>> Start PASSAGE

Theunis Bates Contributor

(Feb. 9) -- Ever since Chinese hackers' apparently concerted attack on Google and 34 other U.S. companies was made public last month, American politicians and business leaders have been calling on the People's Republic to crack down on cybercrime. So when Chinese authorities announced on Monday that the headquarters of Black Hawk Safety Net -- a hacker-training Web site -- had been raided and its owners arrested, it seemed as though China was finally heeding Western demands.

Black Hawk Safety Net -- which operated through the now-closed Web site 3800ccior.com -- appeared to be a major threat. Over the past five years, it has taught more than 12,000 paying subscribers and 120,000 free users how to carry out cyber-attacks, and provided them with the so-called "trojan" software needed to secretly seize control of computers. Local media reported that the site's proprietors had earned more than $1 million from Black Hawk since 2005.

However, many U.S. security experts have dismissed Monday's announcement as little more than propaganda. That's because Black Hawk's three owners were captured in the central province of Hubei in December and January, while their offices were stormed in November. Commentators say the Chinese government is only now publicizing the arrests to dampen the international criticism that followed the Google debacle.

"It seems aimed at bolstering the Foreign Ministry's claim that China is getting tough on hackers," James Mulvenon, director of the Washington-based Center for Intelligence Research and Analysis at Defense Group, told the Los Angeles Times. "This is meant for an international audience, not for domestic criminal prosecution."

Indeed, it's business as usual for most Chinese cybercriminals. The servers that were used during the attack on Google are still up and running, and their operators haven't been arrested -- possibly, some experts say, because their attack was approved by the state.

>> End PASSAGE

**EXERCISE SET:**
1. According to the Black Hawk article, how many paying subscribers had the site taught over the past five years?
2. Why, according to the Black Hawk article, did many U.S. security experts dismiss Monday's announcement as little more than propaganda?
3. Resume the Black Hawk article from where it stops.

>> Start ROWS

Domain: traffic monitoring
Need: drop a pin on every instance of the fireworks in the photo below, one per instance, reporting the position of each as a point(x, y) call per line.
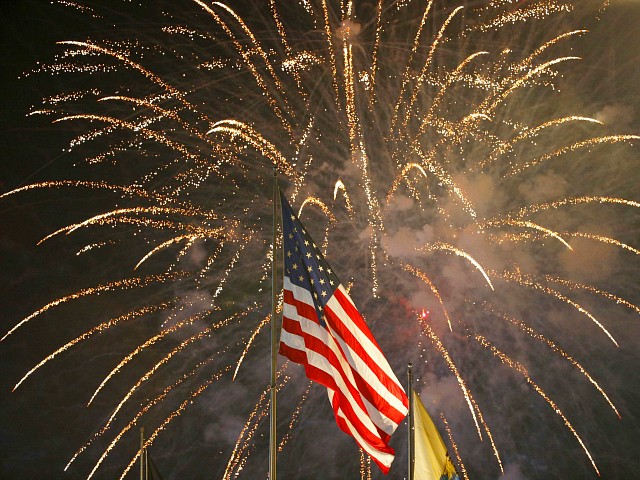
point(431, 152)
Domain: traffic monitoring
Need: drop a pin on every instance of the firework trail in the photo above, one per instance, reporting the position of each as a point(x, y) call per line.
point(430, 151)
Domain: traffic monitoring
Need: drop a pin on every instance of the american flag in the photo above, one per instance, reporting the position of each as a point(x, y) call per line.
point(323, 330)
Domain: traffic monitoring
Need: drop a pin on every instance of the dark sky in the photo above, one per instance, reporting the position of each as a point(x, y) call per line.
point(44, 422)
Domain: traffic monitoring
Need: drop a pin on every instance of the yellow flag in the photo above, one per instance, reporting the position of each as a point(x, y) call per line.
point(431, 460)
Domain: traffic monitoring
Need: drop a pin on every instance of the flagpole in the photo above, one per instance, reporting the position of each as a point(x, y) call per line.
point(141, 453)
point(274, 349)
point(410, 427)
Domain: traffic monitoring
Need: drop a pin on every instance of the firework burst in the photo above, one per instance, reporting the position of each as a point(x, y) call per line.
point(430, 150)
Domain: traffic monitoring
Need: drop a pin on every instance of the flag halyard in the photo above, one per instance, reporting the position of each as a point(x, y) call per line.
point(323, 331)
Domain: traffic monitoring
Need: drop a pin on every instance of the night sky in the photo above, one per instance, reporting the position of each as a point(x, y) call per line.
point(45, 421)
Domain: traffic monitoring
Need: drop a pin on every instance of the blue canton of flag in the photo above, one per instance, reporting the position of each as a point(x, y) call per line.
point(304, 264)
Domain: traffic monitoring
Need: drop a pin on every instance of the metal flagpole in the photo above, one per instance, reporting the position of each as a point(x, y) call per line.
point(274, 347)
point(410, 435)
point(141, 453)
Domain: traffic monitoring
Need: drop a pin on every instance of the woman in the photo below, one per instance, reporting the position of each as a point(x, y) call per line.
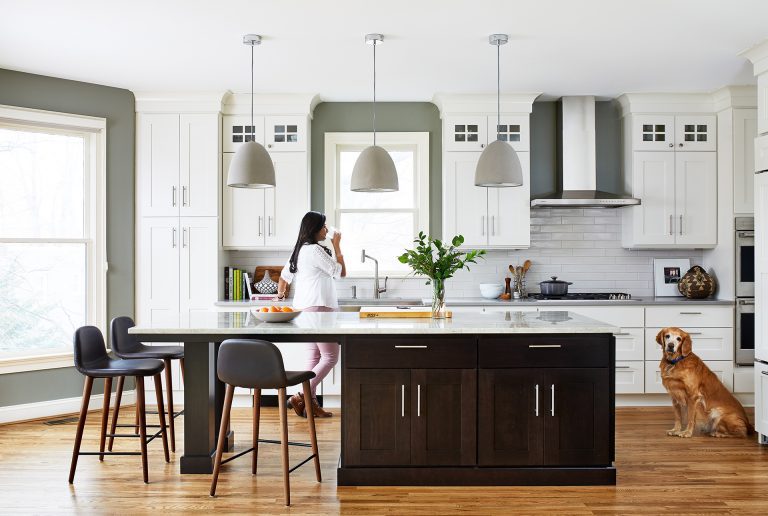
point(314, 268)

>> End ROWS

**SET OF ANSWERS:**
1. More than 12,000.

2. The owners had been captured in December and January and the offices stormed in November, so the news was old when it was announced. Commentators say the government publicized the arrests only then to dampen the international criticism that followed the Google attack.

3.
"[The government's] crackdown on this apparent hacker group needs to be placed in a broader context," Ronald J. Deibert, a cybersecurity expert at the Munk Center for International Studies at the University of Toronto, told The New York Times. "I would characterize it as window dressing."

The Black Hawk announcement is part of a wider publicity battle that Beijing is waging around issues of Web freedom and security. Just a week after the Google attack was made public, China's No. 1 search engine, Baidu.com, filed a lawsuit in New York against domain name registrar Register.com for allegedly allowing a hack that disabled and defaced its site. Then, late last month, the state-run media tore into U.S. Secretary of State Hillary Clinton for suggesting that China investigate the Google strike, accusing the U.S. of hypocritically backing cyber-assaults on Chinese firms and government offices.

Indeed, a high-ranking Chinese official claimed today that far from being the planet's main cybercrime perpetrator, China is actually the biggest victim. "China is the country worst hit by worldwide hackers," Peng Bo, deputy chief of the Internet Affairs Bureau, told state news agency Xinhua. "There are tens of thousands of computers in China hijacked by people outside the country."

China's National Computer Network Emergency Response Coordination Center has calculated that hackers caused losses of $1.11 billion in the country last year. But Daniel Slain, chairman of Congress' U.S.-China Economic and Security Review Commission, estimates that American businesses lose intellectual property worth hundreds of billions of dollars to Chinese hackers each year.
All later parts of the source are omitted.